What is required
Please write out all of the data below exactly, without including the pictures.

Material provided
————
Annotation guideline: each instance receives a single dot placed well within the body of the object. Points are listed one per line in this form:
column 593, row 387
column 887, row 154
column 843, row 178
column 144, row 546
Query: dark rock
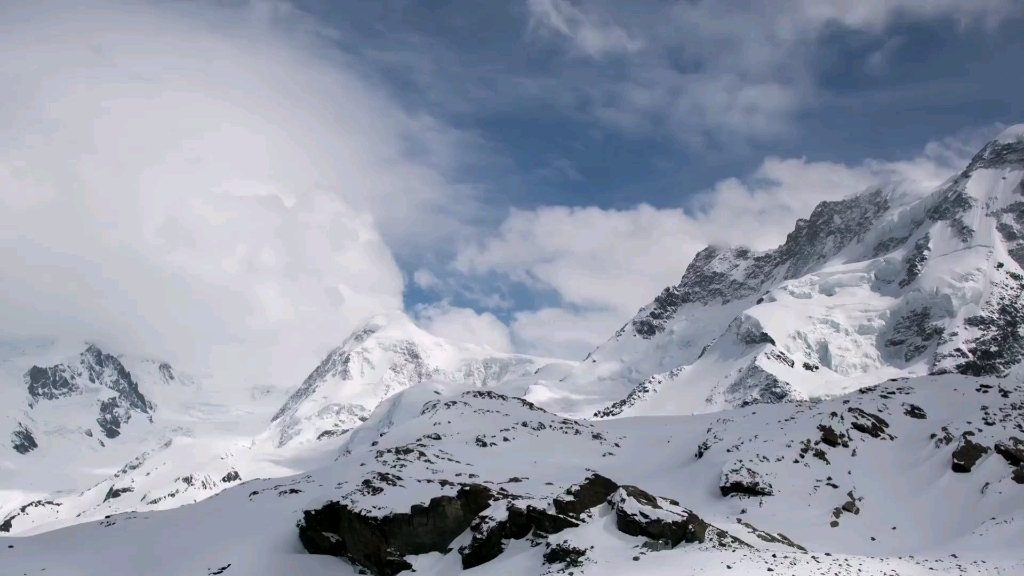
column 544, row 522
column 331, row 433
column 640, row 513
column 967, row 455
column 913, row 411
column 117, row 492
column 1012, row 450
column 832, row 438
column 566, row 553
column 52, row 382
column 8, row 522
column 488, row 541
column 581, row 497
column 380, row 544
column 112, row 415
column 741, row 480
column 22, row 440
column 866, row 422
column 914, row 261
————
Output below
Annotation guideline: each instance receives a single dot placed well within the body of the object. Points are listed one per line in this form:
column 593, row 387
column 887, row 154
column 843, row 178
column 144, row 546
Query: dark rock
column 544, row 522
column 331, row 433
column 640, row 513
column 967, row 455
column 913, row 411
column 117, row 492
column 1012, row 450
column 832, row 438
column 566, row 553
column 52, row 382
column 8, row 522
column 488, row 541
column 581, row 497
column 380, row 544
column 112, row 415
column 741, row 480
column 22, row 440
column 866, row 422
column 914, row 261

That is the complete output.